→ ENUNCIADO A:
Reproduza tal e qual, da crítica literária abaixo, o trecho que abre com as palavras que contêm "Depois, o nevoeiro, que" e fecha com "insinuada e misteriosa.".

→ EXCERTO FORNECIDO:
Narrativa póstuma de um cadáver afogado no nevoeiro

Author picture

São Francisco do Monte é um lugar mágico para todos os vianenses, onde todos gostamos de ir de vez em quando, subindo a encosta de Santa Luzia pelo pinhal, para ver o velho convento, com um misto de gosto romântico por ruínas e de lamento pelo estado de abandono em que aquele impressionante monumento se encontra.

Foi este lugar, “habitado por ogres, cocas, bufões fantasmagóricos e bichos papões. Sítio abandonado e pouco acessível”, onde “se refugiavam casalinhos de adolescentes, amantes secretos e adúlteros, ganzados, curtindo uns fumos (p.11) que Orlando Barros escolheu como cenário para o crime que se propõe desvendar neste livro Narrativa Póstuma de um Cadáver Afogado em Nevoeiro. Um lugar que “Não era um ponto de passagem. Não tinha saída”.

A história desenrola-se com uma interessante teia de personagens, umas sobreviventes de vidas complicadas, outras ingénuas arrastando-se em vidas banais, que se cruzam para tecer um crime numa cidade onde “violência e barbaridade não rimavam com a serenidade daquele burgo, orgulhoso das suas festas, as mais esplendorosas de Portugal, e das mulheres mais bonitas” (p.135).

O que me leva a escrever estas linhas é o facto de o livro se passar neste burgo, Viana, em pleno século XXI. Não escreverei sobre o enredo (não vai ficar aqui a saber quem é o criminoso), nem sobre as qualidades literárias (apesar de adiantar já que só um virtuoso da escrita consegue falar de paneleiragem, pretalhada, ciganadas, e outros assuntos politicamente incorretos sem se escaldar completamente), mas proponho um olhar  para o livro como uma crónica da vida vianense, das suas geografias e ritmos, no inverno de 2016 (o crime cruza-se com notícias de outro homicídio, este real e muito mediatizado, o de dois GNR, por Pedro Dias, em Aguiar da Beira, dando um estranha proximidade a toda a narrativa).

Um primeiro olhar mostra-nos que a ação se desenrola fora do habitual enquadramento turístico e, se a praça da República, a Avenida ou o Jardim são referidos, é apenas porque são lugares de passagem no caminho que as personagens têm de percorrer. De facto, a história passa-se entre a Meadela, de “modestas vivendas dos anos 50, no rés-do-chão, a garagem. As casas com telhados de quatro águas e algerozes danificados pela chuva estavam rodeadas de amplos quintais, o solo bem tratado, com árvores de fruto” (p.130) e a Ribeira, “o bairro dos pescadores – zona remediada, onde se cruzavam ruelas e quelhas estreitas, povoadas por centenas de gaivotas ladronas, atentas ao peixe trazido pelas traineiras” (p. 121). Esta escolha pelos lugares onde efetivamente os vianenses vivem, fugindo das tentações do pitoresco, dá um grande realismo, e até valor documental, à narrativa. 

Depois, o nevoeiro, que o título coloca como protagonista do enredo. Só quem não passou um inverno em Viana é que não sabe como a sua presença constante molda a forma como olhamos a cidade, que fica mais insinuada e misteriosa.

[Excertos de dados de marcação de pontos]
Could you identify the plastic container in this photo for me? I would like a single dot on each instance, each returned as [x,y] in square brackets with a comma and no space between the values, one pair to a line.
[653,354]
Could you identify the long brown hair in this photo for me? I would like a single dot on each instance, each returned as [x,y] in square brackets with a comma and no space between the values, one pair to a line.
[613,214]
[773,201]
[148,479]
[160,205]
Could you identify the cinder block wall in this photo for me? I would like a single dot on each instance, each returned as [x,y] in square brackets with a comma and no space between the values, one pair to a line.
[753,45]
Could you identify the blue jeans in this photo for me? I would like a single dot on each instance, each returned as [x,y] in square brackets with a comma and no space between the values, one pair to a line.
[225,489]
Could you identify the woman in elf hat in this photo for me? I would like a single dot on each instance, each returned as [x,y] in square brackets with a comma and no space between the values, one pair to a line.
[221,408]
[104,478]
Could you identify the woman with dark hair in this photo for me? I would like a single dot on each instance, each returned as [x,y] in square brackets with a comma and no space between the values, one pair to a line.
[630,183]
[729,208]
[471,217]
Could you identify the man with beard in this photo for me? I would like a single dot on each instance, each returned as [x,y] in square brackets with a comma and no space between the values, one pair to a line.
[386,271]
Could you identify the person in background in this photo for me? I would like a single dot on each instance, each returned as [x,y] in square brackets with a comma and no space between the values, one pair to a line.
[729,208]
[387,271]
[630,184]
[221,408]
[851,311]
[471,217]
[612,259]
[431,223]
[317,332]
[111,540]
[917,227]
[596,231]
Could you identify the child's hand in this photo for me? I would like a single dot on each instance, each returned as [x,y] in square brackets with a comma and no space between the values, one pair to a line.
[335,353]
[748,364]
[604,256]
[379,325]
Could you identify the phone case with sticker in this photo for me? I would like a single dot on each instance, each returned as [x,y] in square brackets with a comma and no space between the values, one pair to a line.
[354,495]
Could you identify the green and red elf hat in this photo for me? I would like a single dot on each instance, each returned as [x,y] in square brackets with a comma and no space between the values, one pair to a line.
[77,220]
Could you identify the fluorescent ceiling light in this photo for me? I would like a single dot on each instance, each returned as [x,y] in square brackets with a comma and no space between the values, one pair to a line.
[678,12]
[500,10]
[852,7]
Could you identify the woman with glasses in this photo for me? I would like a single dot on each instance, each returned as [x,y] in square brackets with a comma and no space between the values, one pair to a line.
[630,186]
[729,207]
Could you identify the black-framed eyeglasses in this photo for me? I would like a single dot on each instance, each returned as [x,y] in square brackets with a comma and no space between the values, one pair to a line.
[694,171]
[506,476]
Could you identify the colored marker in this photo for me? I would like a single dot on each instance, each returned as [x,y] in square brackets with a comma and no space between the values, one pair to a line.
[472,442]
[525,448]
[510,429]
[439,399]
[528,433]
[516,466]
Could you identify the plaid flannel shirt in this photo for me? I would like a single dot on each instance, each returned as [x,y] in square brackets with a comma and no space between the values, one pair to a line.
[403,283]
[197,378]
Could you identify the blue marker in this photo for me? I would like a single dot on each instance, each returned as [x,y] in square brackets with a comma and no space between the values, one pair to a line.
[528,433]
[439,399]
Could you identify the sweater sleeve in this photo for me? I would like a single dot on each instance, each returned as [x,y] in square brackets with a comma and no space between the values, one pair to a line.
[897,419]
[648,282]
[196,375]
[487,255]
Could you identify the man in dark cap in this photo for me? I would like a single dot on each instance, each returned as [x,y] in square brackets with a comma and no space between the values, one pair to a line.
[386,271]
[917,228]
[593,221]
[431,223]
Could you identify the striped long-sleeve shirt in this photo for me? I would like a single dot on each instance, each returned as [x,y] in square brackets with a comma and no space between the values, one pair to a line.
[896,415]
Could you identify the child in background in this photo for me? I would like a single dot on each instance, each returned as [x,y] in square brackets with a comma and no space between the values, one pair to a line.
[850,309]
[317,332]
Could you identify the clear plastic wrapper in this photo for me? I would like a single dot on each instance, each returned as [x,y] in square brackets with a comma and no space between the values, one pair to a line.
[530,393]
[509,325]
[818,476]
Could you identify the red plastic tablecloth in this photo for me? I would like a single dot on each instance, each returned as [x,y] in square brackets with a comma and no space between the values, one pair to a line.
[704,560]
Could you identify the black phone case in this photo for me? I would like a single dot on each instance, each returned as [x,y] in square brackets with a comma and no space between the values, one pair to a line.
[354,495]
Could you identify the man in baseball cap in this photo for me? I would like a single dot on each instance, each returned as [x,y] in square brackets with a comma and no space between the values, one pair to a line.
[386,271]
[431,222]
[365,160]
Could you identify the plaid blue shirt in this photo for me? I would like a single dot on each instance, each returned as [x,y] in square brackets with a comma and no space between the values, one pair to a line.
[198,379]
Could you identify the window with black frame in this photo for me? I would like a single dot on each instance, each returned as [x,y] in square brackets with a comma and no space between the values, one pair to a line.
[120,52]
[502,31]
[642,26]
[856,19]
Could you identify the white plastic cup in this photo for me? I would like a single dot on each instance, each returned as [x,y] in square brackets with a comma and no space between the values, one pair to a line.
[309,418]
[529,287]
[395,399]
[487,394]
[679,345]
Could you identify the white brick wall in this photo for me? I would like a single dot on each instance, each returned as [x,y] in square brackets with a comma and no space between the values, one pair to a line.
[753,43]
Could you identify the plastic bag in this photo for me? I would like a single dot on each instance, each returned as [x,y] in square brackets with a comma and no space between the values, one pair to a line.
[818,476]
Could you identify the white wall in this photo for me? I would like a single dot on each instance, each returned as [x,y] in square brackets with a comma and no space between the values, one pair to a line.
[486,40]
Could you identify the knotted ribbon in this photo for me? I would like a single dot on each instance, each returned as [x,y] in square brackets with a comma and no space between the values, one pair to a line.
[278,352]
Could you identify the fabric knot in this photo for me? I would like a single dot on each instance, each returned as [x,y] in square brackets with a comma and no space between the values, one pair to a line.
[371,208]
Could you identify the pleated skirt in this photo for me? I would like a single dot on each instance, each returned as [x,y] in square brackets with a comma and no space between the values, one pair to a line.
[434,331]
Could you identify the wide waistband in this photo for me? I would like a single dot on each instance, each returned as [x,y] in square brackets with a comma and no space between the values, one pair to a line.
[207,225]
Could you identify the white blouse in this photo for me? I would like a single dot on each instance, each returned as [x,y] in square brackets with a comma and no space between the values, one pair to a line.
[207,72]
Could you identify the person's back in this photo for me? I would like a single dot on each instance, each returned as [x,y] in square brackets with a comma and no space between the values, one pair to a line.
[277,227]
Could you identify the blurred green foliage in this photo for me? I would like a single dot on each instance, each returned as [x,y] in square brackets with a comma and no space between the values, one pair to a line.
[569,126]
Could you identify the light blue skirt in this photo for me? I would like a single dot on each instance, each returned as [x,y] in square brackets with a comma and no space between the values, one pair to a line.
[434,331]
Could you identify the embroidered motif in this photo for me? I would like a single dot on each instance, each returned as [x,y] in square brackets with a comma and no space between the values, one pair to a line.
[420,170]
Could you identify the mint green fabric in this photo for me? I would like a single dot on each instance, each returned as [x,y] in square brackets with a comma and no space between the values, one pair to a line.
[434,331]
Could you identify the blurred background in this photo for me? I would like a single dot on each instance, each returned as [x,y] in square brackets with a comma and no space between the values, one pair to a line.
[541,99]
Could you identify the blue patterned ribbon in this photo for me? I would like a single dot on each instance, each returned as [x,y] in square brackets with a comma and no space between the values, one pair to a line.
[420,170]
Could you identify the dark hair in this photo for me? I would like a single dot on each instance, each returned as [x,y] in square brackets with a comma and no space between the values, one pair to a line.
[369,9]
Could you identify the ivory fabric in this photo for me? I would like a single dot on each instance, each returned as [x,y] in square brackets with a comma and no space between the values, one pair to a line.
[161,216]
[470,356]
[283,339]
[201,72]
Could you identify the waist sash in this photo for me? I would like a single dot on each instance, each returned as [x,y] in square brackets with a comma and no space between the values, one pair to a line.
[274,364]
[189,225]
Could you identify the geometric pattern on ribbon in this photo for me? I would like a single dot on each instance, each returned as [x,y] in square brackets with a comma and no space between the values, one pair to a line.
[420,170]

→ ENUNCIADO B:
Conte as linhas que vêm depois da crítica literária e contêm a palavra "case", distinguindo maiúsculas de minúsculas. Responda apenas com o número.

→ RESPOSTA A:
Depois, o nevoeiro, que o título coloca como protagonista do enredo. Só quem não passou um inverno em Viana é que não sabe como a sua presença constante molda a forma como olhamos a cidade, que fica mais insinuada e misteriosa.

→ RESPOSTA B:
2